EXTRAIT CHOISI:

◇ ◇ ◇

En janvier, justement, l’Agence européenne de l’environnement estimait « peu probable qu’un découplage absolu et durable de la croissance économique des pressions et des impacts environnementaux puisse être obtenu à l’échelle mondiale« . Qu’une institution comme celle-là affirme qu’une « croissance verte » est impossible doit être pour vous une avancée majeure, non ?
C’est évidemment une hirondelle, mais il est trop tôt pour savoir si c’est le printemps. L’Agence européenne de l’environnement n’est que l’une des nombreuses institutions que compte l’Union européenne. Cette analyse va-t-elle infuser ailleurs, à la Banque centrale européenne, par exemple ? Ou ne sera-t-elle qu’un coup d’épée dans l’eau ? La diffusion de cette conclusion vous donnera la réponse à la question.

◇ ◇ ◇

CONSIGNE A: Recopiez le passage de l'extrait sur la croissance verte compris entre « En janvier, justement, l’Agence » et « à la question. », bornes incluses, en échangeant « hirondelle » contre « colombe ».
Ces lignes et l'extrait n'ont pas la même provenance.

JEU D'ENREGISTREMENTS:
◇ ◇ ◇

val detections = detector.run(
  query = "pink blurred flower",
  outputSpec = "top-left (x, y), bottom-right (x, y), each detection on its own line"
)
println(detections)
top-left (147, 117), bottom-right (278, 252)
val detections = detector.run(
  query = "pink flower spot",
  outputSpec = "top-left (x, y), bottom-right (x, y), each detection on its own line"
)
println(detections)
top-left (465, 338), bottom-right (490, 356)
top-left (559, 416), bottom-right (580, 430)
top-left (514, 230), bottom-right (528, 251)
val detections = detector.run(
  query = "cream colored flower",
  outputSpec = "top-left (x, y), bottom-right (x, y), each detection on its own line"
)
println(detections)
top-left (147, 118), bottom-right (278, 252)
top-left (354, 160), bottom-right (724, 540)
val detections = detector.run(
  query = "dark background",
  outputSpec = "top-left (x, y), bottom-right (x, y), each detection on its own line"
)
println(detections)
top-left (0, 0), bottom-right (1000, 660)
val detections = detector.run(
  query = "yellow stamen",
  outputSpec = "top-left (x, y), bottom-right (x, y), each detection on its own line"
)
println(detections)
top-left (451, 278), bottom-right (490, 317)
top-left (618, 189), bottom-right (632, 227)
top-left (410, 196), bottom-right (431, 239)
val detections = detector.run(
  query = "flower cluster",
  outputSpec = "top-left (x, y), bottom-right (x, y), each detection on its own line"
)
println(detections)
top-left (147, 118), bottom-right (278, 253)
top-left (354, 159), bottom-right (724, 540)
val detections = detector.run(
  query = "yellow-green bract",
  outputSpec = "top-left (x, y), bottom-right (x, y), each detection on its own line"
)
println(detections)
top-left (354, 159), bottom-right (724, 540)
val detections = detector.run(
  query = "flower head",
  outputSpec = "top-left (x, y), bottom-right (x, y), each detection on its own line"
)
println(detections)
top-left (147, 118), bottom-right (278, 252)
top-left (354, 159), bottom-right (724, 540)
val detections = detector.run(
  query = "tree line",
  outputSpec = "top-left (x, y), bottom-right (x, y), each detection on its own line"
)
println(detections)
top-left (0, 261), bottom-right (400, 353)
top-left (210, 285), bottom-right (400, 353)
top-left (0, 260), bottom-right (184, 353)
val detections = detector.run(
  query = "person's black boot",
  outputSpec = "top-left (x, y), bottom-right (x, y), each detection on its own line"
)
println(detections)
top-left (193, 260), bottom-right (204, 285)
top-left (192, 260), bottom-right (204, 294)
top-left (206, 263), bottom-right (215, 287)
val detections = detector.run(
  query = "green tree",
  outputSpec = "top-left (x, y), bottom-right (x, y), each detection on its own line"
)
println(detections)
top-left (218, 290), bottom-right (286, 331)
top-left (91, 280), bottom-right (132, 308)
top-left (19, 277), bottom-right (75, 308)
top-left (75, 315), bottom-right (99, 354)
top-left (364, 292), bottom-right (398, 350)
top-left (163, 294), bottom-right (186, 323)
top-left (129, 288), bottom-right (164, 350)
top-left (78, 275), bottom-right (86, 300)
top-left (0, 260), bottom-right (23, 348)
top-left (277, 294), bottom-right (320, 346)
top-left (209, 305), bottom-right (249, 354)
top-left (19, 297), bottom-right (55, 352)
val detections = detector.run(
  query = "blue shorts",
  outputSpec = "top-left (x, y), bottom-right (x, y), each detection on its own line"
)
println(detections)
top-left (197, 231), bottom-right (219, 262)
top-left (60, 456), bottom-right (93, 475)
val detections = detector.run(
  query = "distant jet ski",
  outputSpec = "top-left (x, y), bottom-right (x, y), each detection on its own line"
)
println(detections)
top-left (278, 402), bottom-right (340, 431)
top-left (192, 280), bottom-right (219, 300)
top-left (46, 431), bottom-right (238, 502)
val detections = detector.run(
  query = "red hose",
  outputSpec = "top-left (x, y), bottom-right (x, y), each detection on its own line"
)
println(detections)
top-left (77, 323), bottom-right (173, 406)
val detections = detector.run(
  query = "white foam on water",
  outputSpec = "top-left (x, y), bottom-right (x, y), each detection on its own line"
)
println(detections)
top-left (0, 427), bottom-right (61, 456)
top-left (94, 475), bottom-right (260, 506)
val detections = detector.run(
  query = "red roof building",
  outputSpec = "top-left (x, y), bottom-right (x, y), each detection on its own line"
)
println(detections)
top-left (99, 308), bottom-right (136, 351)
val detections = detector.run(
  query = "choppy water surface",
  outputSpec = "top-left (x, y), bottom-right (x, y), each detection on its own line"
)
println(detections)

◇ ◇ ◇

CONSIGNE B: Parmi les lignes ci-dessus, combien contiennent la chaîne « pink » ? Indiquez seulement ce nombre.

RÉPONSE RÉDIGÉE A:
En janvier, justement, l’Agence européenne de l’environnement estimait « peu probable qu’un découplage absolu et durable de la croissance économique des pressions et des impacts environnementaux puisse être obtenu à l’échelle mondiale« . Qu’une institution comme celle-là affirme qu’une « croissance verte » est impossible doit être pour vous une avancée majeure, non ?
C’est évidemment une colombe, mais il est trop tôt pour savoir si c’est le printemps. L’Agence européenne de l’environnement n’est que l’une des nombreuses institutions que compte l’Union européenne. Cette analyse va-t-elle infuser ailleurs, à la Banque centrale européenne, par exemple ? Ou ne sera-t-elle qu’un coup d’épée dans l’eau ? La diffusion de cette conclusion vous donnera la réponse à la question.

RÉPONSE RÉDIGÉE B: 2